“The wonder that is Sanskrit” is a fantastic little book written by Shri. Sampad and Shri.Vijay. I recommend this book to anyone looking for an introduction to Sanskrit.
This book must be revised in light of the present situation of the relevance of the Sanskrit language in our country. The common opinion that we once held that study of the Sanskrit language is only for priests and scholars is no longer true. Today there is an unprecedented interest among the general public to learn Sanskrit. Some turn to it to study the various scriptures in their primary form. Experts perceive Sanskrit as a tool to gain access to higher learning in various disciplines.
Authors are exploring the vast Sanskrit literature spanning centuries to turn them into works of fiction and non-fiction. A genre earlier referred to as ‘mythology’ and now called Puranic fiction has found some serious readership. Many others simply take up the study of Sanskrit out of sheer curiosity. Sanskrit scholars are being acknowledged more than ever before and they are most sought after. Parents are also encouraging their children to learn Sanskrit instead of foreign languages.
However, the most pressing need to learn Sanskrit today is to truly appreciate who we are as a nation and what it means to be an Indian. In the words of Smt. Pushpa Dixit, an eminent scholar in Vyakarana, “It is impossible to understand our great country Bharata without understanding Sanskrit” “Sanskrit ko jaane bin Bharat Rashtro ko jaanana asadhya hai”.
Sandeep Balakrishna, writer and author of Indian history and culture in his widely read portal The Dharma Dispatch says, ‘Teaching Sanskrit to children will save our languages and Hinduism”. Sanskrit truly is the need of the hour.
In India, there is a marginal section of the society which has been fortunate to gain exposure to Sanskrit, either at school (albeit as a third language) or at homes where Vedic chanting or prayers are a way of life. However, the majority suffer from little to no understanding of this ancient language. For someone who has never been exposed to Sanskrit, it can be a very intimidating experience to approach the subject or learn the language. The reason for this is the safe distance maintained by most Indians from Svabhasha and Svadharma.

Pointing dataset items:
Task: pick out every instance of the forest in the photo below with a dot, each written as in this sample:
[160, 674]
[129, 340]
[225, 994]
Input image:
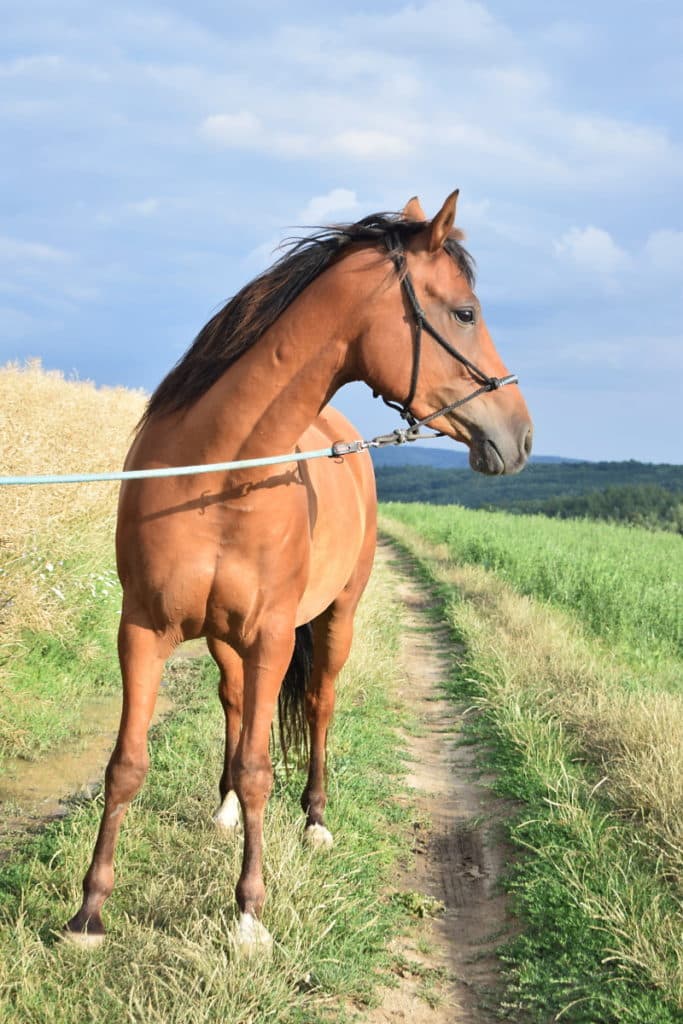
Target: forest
[641, 494]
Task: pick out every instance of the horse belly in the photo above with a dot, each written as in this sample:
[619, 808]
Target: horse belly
[336, 541]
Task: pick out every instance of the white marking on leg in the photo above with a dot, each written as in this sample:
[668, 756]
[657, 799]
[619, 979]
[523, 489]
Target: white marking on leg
[251, 938]
[317, 838]
[226, 817]
[83, 940]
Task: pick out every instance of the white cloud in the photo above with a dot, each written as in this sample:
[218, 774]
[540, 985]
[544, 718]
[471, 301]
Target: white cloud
[370, 144]
[592, 249]
[144, 207]
[664, 250]
[235, 130]
[322, 209]
[15, 251]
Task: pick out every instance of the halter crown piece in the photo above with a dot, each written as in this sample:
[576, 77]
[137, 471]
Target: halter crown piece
[397, 255]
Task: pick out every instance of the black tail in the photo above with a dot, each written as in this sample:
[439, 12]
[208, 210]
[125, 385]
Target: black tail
[292, 699]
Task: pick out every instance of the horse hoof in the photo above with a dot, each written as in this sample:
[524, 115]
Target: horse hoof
[226, 817]
[82, 940]
[252, 938]
[317, 838]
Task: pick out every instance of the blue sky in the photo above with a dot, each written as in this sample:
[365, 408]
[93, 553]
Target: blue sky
[152, 156]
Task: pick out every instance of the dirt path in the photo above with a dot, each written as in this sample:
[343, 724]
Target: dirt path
[451, 972]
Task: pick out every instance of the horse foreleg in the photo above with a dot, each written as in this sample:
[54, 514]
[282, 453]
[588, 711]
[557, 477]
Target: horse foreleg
[230, 691]
[333, 632]
[142, 654]
[265, 665]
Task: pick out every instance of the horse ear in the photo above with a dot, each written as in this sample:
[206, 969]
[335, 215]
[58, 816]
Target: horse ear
[413, 210]
[442, 223]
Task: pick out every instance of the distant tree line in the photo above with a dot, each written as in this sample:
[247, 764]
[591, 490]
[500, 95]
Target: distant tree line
[645, 495]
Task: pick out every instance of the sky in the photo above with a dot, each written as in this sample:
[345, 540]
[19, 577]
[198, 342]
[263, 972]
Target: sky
[154, 155]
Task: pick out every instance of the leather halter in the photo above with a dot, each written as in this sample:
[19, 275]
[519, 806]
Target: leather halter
[397, 255]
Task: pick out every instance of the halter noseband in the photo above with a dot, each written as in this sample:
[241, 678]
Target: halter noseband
[397, 255]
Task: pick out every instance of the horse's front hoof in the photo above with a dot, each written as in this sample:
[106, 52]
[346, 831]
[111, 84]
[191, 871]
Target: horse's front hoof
[252, 938]
[317, 838]
[83, 940]
[226, 817]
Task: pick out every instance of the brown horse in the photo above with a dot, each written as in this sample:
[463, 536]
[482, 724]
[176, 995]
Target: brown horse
[248, 558]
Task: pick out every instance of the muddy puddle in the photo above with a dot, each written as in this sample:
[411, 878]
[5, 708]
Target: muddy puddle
[33, 792]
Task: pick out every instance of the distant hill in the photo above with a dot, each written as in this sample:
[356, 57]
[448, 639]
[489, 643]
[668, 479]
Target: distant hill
[546, 486]
[439, 458]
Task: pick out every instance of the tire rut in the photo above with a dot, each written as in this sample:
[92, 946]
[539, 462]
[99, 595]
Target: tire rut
[460, 852]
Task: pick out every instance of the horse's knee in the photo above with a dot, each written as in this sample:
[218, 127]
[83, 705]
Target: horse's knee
[125, 775]
[253, 781]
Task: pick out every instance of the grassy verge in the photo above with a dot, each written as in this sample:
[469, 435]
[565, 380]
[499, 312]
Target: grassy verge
[168, 957]
[596, 762]
[58, 595]
[622, 584]
[45, 675]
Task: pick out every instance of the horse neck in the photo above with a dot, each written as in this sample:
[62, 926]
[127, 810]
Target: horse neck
[262, 404]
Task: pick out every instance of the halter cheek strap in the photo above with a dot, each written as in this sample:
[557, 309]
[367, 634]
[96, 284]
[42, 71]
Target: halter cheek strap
[422, 324]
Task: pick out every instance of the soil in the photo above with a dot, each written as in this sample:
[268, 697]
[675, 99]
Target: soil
[449, 972]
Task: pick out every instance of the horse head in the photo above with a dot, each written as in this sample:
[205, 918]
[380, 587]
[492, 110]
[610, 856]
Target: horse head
[428, 351]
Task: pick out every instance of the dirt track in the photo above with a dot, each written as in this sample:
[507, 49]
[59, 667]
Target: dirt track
[460, 854]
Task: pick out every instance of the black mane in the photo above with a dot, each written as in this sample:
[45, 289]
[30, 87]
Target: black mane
[237, 327]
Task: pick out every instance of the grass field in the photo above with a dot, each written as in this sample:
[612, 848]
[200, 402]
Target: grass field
[623, 584]
[570, 636]
[58, 592]
[169, 955]
[587, 732]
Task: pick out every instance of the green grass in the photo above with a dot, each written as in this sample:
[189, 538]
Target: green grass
[622, 584]
[598, 879]
[45, 676]
[168, 956]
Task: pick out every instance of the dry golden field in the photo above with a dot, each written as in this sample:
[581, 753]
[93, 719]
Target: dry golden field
[51, 425]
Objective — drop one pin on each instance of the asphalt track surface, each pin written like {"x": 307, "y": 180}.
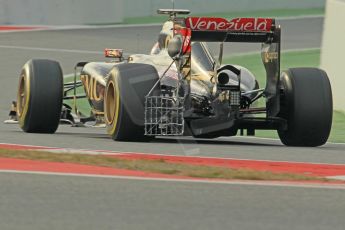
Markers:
{"x": 57, "y": 202}
{"x": 60, "y": 202}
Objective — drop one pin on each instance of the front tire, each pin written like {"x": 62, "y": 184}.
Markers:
{"x": 124, "y": 100}
{"x": 39, "y": 98}
{"x": 307, "y": 106}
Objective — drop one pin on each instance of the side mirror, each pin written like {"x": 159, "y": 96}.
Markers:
{"x": 175, "y": 46}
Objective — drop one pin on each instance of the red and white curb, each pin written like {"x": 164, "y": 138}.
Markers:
{"x": 335, "y": 171}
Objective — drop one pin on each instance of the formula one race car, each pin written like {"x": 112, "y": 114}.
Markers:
{"x": 181, "y": 89}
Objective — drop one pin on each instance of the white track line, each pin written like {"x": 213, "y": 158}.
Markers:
{"x": 199, "y": 181}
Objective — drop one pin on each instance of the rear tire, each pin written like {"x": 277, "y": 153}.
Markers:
{"x": 124, "y": 100}
{"x": 39, "y": 98}
{"x": 307, "y": 106}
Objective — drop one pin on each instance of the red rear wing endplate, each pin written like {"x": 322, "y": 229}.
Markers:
{"x": 255, "y": 30}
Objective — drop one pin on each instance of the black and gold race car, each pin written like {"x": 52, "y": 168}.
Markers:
{"x": 180, "y": 88}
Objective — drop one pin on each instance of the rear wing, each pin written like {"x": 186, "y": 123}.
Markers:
{"x": 257, "y": 30}
{"x": 247, "y": 30}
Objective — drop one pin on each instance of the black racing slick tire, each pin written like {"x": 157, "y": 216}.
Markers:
{"x": 40, "y": 95}
{"x": 124, "y": 100}
{"x": 307, "y": 105}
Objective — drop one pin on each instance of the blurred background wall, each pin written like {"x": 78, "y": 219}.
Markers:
{"x": 74, "y": 12}
{"x": 60, "y": 12}
{"x": 135, "y": 8}
{"x": 333, "y": 48}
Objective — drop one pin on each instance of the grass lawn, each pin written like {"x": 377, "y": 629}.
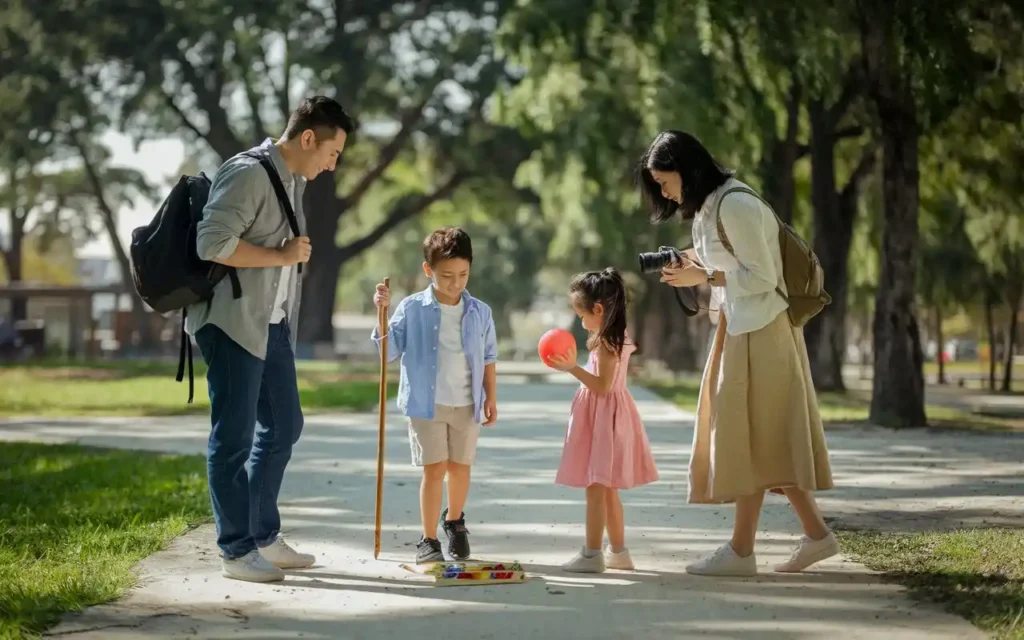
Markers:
{"x": 148, "y": 388}
{"x": 978, "y": 574}
{"x": 74, "y": 520}
{"x": 840, "y": 408}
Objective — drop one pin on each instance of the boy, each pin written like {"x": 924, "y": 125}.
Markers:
{"x": 446, "y": 342}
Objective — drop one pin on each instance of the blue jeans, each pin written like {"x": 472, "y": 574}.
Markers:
{"x": 256, "y": 418}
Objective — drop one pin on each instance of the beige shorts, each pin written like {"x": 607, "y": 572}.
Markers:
{"x": 451, "y": 435}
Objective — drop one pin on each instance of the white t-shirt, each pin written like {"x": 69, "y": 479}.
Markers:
{"x": 454, "y": 382}
{"x": 279, "y": 312}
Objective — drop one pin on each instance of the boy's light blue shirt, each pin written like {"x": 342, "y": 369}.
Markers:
{"x": 413, "y": 335}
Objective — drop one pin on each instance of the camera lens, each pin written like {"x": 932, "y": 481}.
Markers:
{"x": 653, "y": 261}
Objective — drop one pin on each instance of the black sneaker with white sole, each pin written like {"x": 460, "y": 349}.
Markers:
{"x": 458, "y": 537}
{"x": 428, "y": 550}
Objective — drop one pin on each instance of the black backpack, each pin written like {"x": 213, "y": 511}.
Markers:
{"x": 165, "y": 265}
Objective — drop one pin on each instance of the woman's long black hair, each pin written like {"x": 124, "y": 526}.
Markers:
{"x": 700, "y": 173}
{"x": 608, "y": 289}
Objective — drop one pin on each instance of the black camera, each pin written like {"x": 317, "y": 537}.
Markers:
{"x": 654, "y": 261}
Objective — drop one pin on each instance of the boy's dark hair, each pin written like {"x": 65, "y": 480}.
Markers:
{"x": 607, "y": 289}
{"x": 700, "y": 174}
{"x": 445, "y": 244}
{"x": 324, "y": 115}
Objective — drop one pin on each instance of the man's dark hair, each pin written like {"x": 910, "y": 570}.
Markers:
{"x": 446, "y": 244}
{"x": 324, "y": 115}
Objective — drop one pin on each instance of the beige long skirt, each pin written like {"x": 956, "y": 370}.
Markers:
{"x": 758, "y": 425}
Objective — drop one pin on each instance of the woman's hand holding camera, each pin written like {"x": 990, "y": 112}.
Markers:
{"x": 688, "y": 273}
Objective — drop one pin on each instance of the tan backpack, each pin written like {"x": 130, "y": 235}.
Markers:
{"x": 805, "y": 281}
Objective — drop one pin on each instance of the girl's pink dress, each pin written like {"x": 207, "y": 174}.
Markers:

● **Tasks and exercises**:
a – Answer these about the piece on learning Sanskrit:
(i) Who wrote "The wonder that is Sanskrit"?
(ii) What is the genre once referred to as 'mythology' now called?
(iii) In what field is Smt. Pushpa Dixit an eminent scholar?
b – According to the piece on learning Sanskrit, why is approaching the language so intimidating for someone who has never been exposed to it? Answer in one to three sentences.
c – Carry the piece on learning Sanskrit forward from its final sentence.
These items have no role in any of the tasks.

● **Exercise results**:
a –
(i) Shri. Sampad and Shri. Vijay
(ii) Puranic fiction
(iii) Vyakarana

b – The piece says it is intimidating for someone with no prior exposure because most Indians keep a safe distance from Svabhasha and Svadharma.

c –
‘The Wonder that is Sanskrit’ is a book that brilliantly addresses all the concerns and provides a wonderful insight into the world of this ancient language with a timeless appeal.
This book is aimed at readers who have little or no exposure to Sanskrit but are eager to learn it nevertheless. This book is not a scholarly work. As the title suggests, it looks at the Sanskrit language with a sense of wonder. The reader is bound to not just admire it but also fall in love with Sanskrit. It is packed with anecdotes and references. All the Sanskrit words are transliterated as well as translated for easy understanding and pronunciation.
While it is not imperative to know the Devanagari script, a good understanding of a regional language or mother tongue will definitely enhance the reading experience of this book. The authors point out that knowledge of the mother tongue is extremely effective in learning and appreciating Sanskrit for Indian readers.
This small book consisting of 200 pages has 10 short chapters touching upon various aspects of the Sanskrit language. There is also a well-compiled glossary at the end.
The first two chapters deal with the structured alphabet system and grammar. Brilliantly addressing the rhetoric ‘Sanskrit is a dead language’, the authors establish how Sanskrit has not just survived and thrived over the millennia but how it continues to be full of life amongst the many regional languages of our country.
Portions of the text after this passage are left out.